* [To-do list]:
**A.** In the article on seniors who stay fit through exercise, write out the passage starting with "September 03, 1993|MARYANN" and going on through "Center multipurpose room.".
**B.** Continue the article on seniors who stay fit through exercise from where it stops.

Advertisement
YOU ARE HERE: LAT HomeCollections

Forever Fit : Senior citizens who exercise regularly credit it with helping to keep them healthy in both body and spirit.

September 03, 1993|MARYANN HAMMERS | SPECIAL TO THE TIMES; Maryann Hammers is a frequent contributor to Valley Life.

Annie Swartz, 81, of Westlake Village is learning the "cowboy cha-cha." While the rest of the leotard-garbed women in the Staying Fit class stomp, step and sashay to the Western song, Swartz, a tiny white-haired woman in a mint-green pantsuit, moves to her own gentle beat.

She waves her arms and glides her gold sandals across the floor of the Agoura Hills Recreation Center multipurpose room.

"Isn't this fun?" she asks when the music stops and the class folds up their exercise mats. "I don't follow directions that well, but I try. I take classes in yoga, exercise and dance, then I swim. When you're old like me--I'm going on 82!--you have to. Exercise makes my heart beat, my blood pump and my face flush, so I don't have to put on rouge. It makes me feel young! OK, sweetie, I got to go."

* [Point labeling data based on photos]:

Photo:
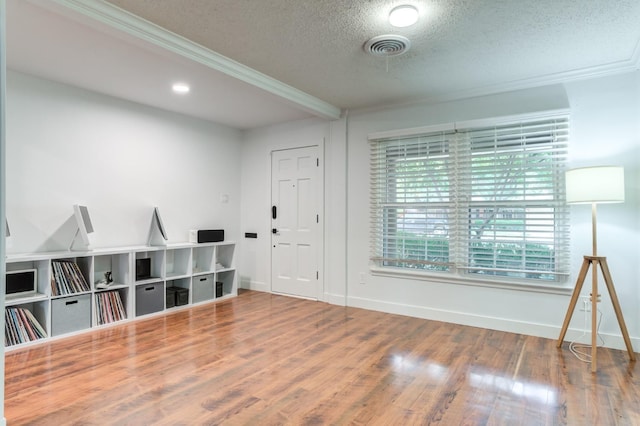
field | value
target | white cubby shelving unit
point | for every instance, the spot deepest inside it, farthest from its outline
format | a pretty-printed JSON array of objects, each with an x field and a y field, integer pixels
[{"x": 178, "y": 276}]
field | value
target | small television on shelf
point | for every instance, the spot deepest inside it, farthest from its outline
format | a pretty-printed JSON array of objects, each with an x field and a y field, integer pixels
[
  {"x": 22, "y": 283},
  {"x": 143, "y": 269}
]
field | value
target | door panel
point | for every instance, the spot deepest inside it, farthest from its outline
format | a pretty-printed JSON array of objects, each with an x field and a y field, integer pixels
[{"x": 294, "y": 268}]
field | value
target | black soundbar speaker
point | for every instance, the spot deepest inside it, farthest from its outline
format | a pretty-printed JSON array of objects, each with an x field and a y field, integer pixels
[{"x": 210, "y": 235}]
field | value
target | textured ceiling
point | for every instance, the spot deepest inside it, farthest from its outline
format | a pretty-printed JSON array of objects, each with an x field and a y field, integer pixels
[
  {"x": 254, "y": 63},
  {"x": 459, "y": 47}
]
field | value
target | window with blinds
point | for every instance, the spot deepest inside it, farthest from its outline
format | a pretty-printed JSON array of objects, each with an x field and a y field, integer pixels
[{"x": 476, "y": 201}]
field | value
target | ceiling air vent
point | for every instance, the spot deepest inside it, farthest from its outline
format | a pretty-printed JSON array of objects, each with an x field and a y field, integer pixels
[{"x": 387, "y": 45}]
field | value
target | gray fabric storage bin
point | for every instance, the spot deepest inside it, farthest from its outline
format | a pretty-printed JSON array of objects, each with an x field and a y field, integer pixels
[
  {"x": 203, "y": 288},
  {"x": 149, "y": 298},
  {"x": 70, "y": 314}
]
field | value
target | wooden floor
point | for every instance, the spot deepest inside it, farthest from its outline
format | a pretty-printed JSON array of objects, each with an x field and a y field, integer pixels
[{"x": 270, "y": 360}]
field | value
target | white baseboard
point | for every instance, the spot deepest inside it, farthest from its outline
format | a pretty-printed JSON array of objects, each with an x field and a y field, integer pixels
[
  {"x": 255, "y": 285},
  {"x": 492, "y": 323},
  {"x": 335, "y": 299}
]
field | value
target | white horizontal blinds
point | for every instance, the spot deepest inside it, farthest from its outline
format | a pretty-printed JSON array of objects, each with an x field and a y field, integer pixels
[
  {"x": 485, "y": 200},
  {"x": 411, "y": 201},
  {"x": 512, "y": 180}
]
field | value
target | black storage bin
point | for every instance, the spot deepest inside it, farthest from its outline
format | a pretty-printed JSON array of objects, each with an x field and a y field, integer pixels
[
  {"x": 171, "y": 297},
  {"x": 70, "y": 314},
  {"x": 182, "y": 296},
  {"x": 149, "y": 298}
]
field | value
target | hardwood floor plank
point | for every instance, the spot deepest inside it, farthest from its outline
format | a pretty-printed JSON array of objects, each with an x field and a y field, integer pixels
[{"x": 273, "y": 360}]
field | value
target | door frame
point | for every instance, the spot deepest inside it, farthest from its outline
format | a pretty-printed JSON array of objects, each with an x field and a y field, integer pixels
[{"x": 321, "y": 211}]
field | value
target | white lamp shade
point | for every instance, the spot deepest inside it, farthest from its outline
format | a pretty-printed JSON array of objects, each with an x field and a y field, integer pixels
[{"x": 602, "y": 184}]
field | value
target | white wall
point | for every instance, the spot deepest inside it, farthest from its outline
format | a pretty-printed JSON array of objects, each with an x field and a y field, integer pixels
[
  {"x": 605, "y": 120},
  {"x": 69, "y": 146},
  {"x": 604, "y": 117}
]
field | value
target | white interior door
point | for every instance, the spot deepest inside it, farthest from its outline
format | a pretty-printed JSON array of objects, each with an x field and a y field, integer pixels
[{"x": 295, "y": 222}]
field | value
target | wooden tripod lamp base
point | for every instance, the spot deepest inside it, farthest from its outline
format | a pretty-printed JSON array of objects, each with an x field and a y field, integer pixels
[{"x": 587, "y": 262}]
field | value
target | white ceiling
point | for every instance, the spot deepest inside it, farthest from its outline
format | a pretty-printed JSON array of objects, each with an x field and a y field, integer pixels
[{"x": 259, "y": 62}]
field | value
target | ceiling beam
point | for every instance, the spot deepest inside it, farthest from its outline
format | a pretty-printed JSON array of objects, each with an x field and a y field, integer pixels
[{"x": 117, "y": 18}]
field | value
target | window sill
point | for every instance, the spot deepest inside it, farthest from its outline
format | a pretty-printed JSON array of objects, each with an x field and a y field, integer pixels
[{"x": 564, "y": 288}]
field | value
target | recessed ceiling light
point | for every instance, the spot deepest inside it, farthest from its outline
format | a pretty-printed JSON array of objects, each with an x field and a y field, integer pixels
[
  {"x": 181, "y": 88},
  {"x": 403, "y": 16}
]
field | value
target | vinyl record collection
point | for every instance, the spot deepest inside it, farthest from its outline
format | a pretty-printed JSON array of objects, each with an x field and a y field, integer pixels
[
  {"x": 67, "y": 278},
  {"x": 109, "y": 307},
  {"x": 21, "y": 326}
]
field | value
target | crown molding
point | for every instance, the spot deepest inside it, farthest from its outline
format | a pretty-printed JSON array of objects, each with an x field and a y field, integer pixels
[
  {"x": 614, "y": 68},
  {"x": 117, "y": 18}
]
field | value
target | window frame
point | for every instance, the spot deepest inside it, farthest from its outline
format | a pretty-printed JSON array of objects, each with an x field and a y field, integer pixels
[{"x": 458, "y": 273}]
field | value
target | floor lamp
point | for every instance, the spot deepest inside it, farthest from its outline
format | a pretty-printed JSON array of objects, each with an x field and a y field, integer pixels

* [Task responses]:
**A.**
September 03, 1993|MARYANN HAMMERS | SPECIAL TO THE TIMES; Maryann Hammers is a frequent contributor to Valley Life.

Annie Swartz, 81, of Westlake Village is learning the "cowboy cha-cha." While the rest of the leotard-garbed women in the Staying Fit class stomp, step and sashay to the Western song, Swartz, a tiny white-haired woman in a mint-green pantsuit, moves to her own gentle beat.

She waves her arms and glides her gold sandals across the floor of the Agoura Hills Recreation Center multipurpose room.

**B.**
Staying Fit, which combines low-impact aerobics, calisthenics and dance, is the most popular offering. On some days, there are as many as 35 participants, most in their 70s and 80s.

"This is a wonderful outlet," says Staying Fit instructor Barbara Blewett, 53, who has taught senior fitness classes since 1984. "Many people have taken my class for several years, and I can see they are much more limber and agile in body and spirit. People who keep busy and active have a healthy body and a healthy mind. The two go hand in hand."

While only about a third of Americans 65 and older exercise regularly, physical activity is especially important for people in that age group, according to the President's Council on Physical Fitness and Sports. Much of the frailty associated with aging is actually the result of muscular disuse and can be halted--and in some cases, even reversed--through regular exercise.

Helen Hollenbeck, 68, of Agoura Hills has attended the Staying Fit sessions twice a week for the past six years. "I feel better," she says. "I have made very good friends. I maintain my weight, and I have firmed up. This is good for my physical and mental health."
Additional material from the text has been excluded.